■ **Stated goal**: The listing below should be copied in full, word for word.

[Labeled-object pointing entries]
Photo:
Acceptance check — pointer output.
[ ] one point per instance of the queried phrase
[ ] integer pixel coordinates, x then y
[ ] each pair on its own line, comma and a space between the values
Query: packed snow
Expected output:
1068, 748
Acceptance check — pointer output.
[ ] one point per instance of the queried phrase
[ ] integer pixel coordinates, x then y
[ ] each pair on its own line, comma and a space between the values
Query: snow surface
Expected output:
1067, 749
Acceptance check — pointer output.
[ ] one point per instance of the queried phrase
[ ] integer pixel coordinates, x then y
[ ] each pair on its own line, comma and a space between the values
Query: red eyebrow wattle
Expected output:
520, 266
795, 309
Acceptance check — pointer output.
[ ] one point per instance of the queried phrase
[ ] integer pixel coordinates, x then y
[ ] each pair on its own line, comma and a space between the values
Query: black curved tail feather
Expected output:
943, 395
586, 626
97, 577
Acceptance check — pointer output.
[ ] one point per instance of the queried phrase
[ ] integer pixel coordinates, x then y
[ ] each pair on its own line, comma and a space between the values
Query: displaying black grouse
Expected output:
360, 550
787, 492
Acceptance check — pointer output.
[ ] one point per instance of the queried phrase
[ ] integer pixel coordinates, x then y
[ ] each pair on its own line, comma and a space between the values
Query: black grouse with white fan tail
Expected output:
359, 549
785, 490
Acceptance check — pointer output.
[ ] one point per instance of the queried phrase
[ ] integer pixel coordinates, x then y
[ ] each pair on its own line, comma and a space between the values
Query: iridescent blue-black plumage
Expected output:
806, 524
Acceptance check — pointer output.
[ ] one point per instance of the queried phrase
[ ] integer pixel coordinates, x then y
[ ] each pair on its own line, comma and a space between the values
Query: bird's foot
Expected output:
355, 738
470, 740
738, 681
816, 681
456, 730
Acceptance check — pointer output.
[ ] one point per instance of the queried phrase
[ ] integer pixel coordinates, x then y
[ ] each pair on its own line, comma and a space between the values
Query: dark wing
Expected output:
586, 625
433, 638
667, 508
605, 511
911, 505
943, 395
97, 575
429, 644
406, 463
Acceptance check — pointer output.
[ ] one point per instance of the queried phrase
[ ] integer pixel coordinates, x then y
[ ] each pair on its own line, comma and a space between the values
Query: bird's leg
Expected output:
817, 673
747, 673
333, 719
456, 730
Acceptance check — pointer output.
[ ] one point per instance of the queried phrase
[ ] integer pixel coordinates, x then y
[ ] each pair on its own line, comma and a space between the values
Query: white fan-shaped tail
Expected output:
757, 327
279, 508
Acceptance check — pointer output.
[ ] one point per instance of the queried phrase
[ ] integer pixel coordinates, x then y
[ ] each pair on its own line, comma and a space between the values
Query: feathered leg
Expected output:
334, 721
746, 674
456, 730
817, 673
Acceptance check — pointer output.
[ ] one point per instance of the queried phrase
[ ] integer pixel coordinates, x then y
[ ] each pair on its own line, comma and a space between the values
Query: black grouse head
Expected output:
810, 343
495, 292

■ **Right answer**:
Photo:
Acceptance check — pointer output.
[ ] one point per instance of the queried phrase
[ ] integer pixel coordinates, x then y
[ ] each pair on its own line, comma and a space between the values
Query: packed snow
Expected output:
1068, 748
Acceptance check — pointer output.
[ ] one point per instance of the queried phrase
[ ] integer pixel coordinates, x then y
[ ] each pair on its own line, comma and a space between the values
Query: snow surface
Expected output:
1067, 749
Acceptance check — pointer output.
[ ] one point per instance of the queried phrase
[ ] integer pixel coordinates, x then y
[ ] each pair on its own line, comma and a space between the values
Query: red eyebrow wattle
Expected output:
520, 266
795, 309
Acceptance check — pointer output.
[ ] one point per instance of the queried phrase
[ ] integer pixel coordinates, x then y
[ ] each pair on its own line, comma and a space between the values
Query: black curved tail feather
Expected output:
943, 395
586, 626
97, 577
Acceptance check — pointer output.
[ ] one point per instance of the queried phrase
[ ] integer pixel coordinates, x then y
[ ] each pair on its own line, comma and a space between the values
Query: displaying black grouse
Expected output:
360, 550
787, 492
Acceptance check — pointer output.
[ ] one point per instance of the queried phrase
[ ] integer pixel coordinates, x then y
[ ] each pair on its own line, comma and a space between the values
Query: black grouse with white fan tail
Expected output:
359, 549
785, 490
Acceptance check — pointer output.
[ ] one point per instance of the queried phrase
[ ] integer pixel coordinates, x then y
[ ] each pair on its own line, comma and a space between the values
Query: iridescent blue-black plumage
Expected output:
806, 524
Acceptance check — pointer output.
[ ] one point per instance of the queried phrase
[ ] integer pixel coordinates, x then y
[ ] each pair on its own line, comma and a space between the values
Query: bird's foot
Expected output:
355, 738
470, 740
738, 681
816, 681
456, 730
Acceptance check — pointer output.
[ ] one point per instance of the queried phrase
[ ] integer pixel coordinates, x then y
[ ] each pair on its own line, comma and a space between the values
Query: dark wing
Expected output:
586, 625
433, 638
667, 508
605, 511
911, 505
943, 395
97, 575
429, 644
406, 463
Acceptance check — pointer output.
[ ] one point per instance of the queried phrase
[ ] integer pixel coordinates, x then y
[ ] each pair on its own line, comma and a space between the values
Query: bird's leg
Expected output:
817, 673
747, 673
333, 719
456, 730
Acceptance check — pointer output.
[ ] one point per instance of the queried phrase
[ ] integer pixel coordinates, x then y
[ ] each pair on its own line, comma and a space between the values
Query: white fan-shaped tail
Expected output:
757, 327
279, 508
Acceptance check — pointer output.
[ ] one point per instance of the queried phrase
[ ] integer pixel coordinates, x then y
[ ] each pair on its own line, comma and a space between the values
Query: feathered leg
Expected output:
334, 721
746, 674
456, 730
817, 673
Acceptance check — pointer output.
[ ] one point per instance of the queried phrase
[ ] integer pixel coordinates, x then y
[ ] each pair on its own line, comma and a space between the values
Query: black grouse head
Expected output:
810, 343
495, 292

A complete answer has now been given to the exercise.